## Stated goal
Please update the listing below by changing every "single dot" to "single point", leaving everything else unchanged.
::: Stored rows :::
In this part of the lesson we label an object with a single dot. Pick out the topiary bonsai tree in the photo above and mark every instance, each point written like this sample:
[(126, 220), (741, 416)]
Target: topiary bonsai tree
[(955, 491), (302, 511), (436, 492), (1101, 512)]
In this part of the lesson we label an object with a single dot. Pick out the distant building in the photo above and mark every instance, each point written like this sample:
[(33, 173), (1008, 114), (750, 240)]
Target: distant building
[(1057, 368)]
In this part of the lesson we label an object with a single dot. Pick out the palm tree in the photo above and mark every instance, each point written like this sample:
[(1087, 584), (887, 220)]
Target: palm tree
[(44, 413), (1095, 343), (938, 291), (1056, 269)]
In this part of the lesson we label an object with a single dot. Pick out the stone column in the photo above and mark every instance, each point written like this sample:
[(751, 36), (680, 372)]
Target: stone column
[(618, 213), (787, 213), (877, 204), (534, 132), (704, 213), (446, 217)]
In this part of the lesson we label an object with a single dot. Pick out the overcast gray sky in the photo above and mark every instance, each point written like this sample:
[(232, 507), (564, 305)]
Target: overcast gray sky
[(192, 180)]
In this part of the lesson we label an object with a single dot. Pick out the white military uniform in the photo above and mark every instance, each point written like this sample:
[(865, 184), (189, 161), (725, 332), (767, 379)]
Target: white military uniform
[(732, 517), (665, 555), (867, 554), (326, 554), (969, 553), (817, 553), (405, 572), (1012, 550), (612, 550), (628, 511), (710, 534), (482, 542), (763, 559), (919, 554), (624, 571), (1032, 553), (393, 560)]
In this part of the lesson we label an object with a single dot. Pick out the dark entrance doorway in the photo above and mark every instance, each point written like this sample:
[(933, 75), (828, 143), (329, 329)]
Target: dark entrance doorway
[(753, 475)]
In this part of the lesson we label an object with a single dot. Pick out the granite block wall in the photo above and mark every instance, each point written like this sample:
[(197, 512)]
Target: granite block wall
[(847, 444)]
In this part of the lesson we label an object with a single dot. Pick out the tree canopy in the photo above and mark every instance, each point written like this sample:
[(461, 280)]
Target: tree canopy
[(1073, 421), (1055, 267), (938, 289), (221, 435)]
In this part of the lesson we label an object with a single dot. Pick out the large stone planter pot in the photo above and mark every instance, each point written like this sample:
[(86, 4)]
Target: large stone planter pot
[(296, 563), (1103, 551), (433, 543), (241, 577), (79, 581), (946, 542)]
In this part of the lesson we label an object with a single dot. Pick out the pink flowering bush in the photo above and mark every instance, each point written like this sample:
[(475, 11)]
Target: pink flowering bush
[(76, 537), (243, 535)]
:::
## Right answer
In this part of the lesson we label an object with a single point. Pick out the topiary bonsai tree in the photo above and mark every instance, each point written like this sample:
[(126, 220), (741, 416)]
Target: topiary bonsai tree
[(955, 491), (302, 511), (436, 492), (1101, 512)]
In this part of the lesson we label an object with a single point. Pick out the distant building in the photo above and mark every instance, each point written like this sample:
[(33, 173), (1008, 114), (750, 240)]
Target: distant building
[(1057, 368)]
In this part of the lesson we label an object with a single point. Pick out the palm tree in the photo above and mark every instance, each point written like this sample:
[(1087, 584), (887, 220)]
Target: palm tree
[(44, 413), (1095, 343), (938, 291), (1056, 269)]
In this part of the lesson we label an object with a single point. Pick out the stone column in the photo above and mark every instance, each point written like this sample:
[(751, 36), (680, 372)]
Target: stone column
[(618, 213), (787, 213), (877, 204), (534, 132), (704, 213), (446, 217)]
In this part of the lesson we label an object with a single point. Pick out the overcast gray sky in the photo above and mark every instance, each point written like this sample:
[(232, 507), (564, 305)]
Target: overcast gray sky
[(192, 180)]
In this part of the lesson we label an object with a single point. Pick out the white military uniform in the photo above and mark every instance, each point written like this sample:
[(865, 184), (189, 161), (725, 332), (767, 379)]
Target: white military uniform
[(732, 517), (665, 555), (867, 554), (326, 554), (969, 553), (817, 553), (405, 572), (1012, 550), (612, 550), (628, 511), (710, 534), (482, 542), (763, 559), (919, 554), (624, 571), (1032, 553), (393, 560)]
In this part of the lesson we label an object with a single point. Pick out the dark entrance doorway in the photo above and mark every instance, each point written like this sample:
[(933, 75), (828, 143), (329, 329)]
Target: dark entrance doorway
[(753, 475)]
In this part of the lesson we label an object with a single point. Pick out the granite block wall in the photo above and mark every instance, each point written like this sample:
[(197, 512)]
Target: granite block wall
[(847, 444)]
In this part of the lesson we label an object with a single point. Pick out the tree canopy in the photo above and mark every instance, each point written like this sample:
[(461, 280)]
Target: tree canopy
[(1073, 421), (1055, 267), (938, 289), (221, 435)]
In this part of the lesson we label an object with a single point. Pick out the large stone planter pot in the photo above and mark every instance, each point written like this sample:
[(86, 4)]
Target: large stone planter pot
[(296, 563), (1103, 551), (433, 543), (241, 577), (79, 581), (946, 542)]
In this part of the lesson we label an object with a single point. Pick out the pink flowering bush in the photo above and mark every instance, each point written like this sample:
[(475, 11)]
Target: pink flowering bush
[(76, 537), (243, 535)]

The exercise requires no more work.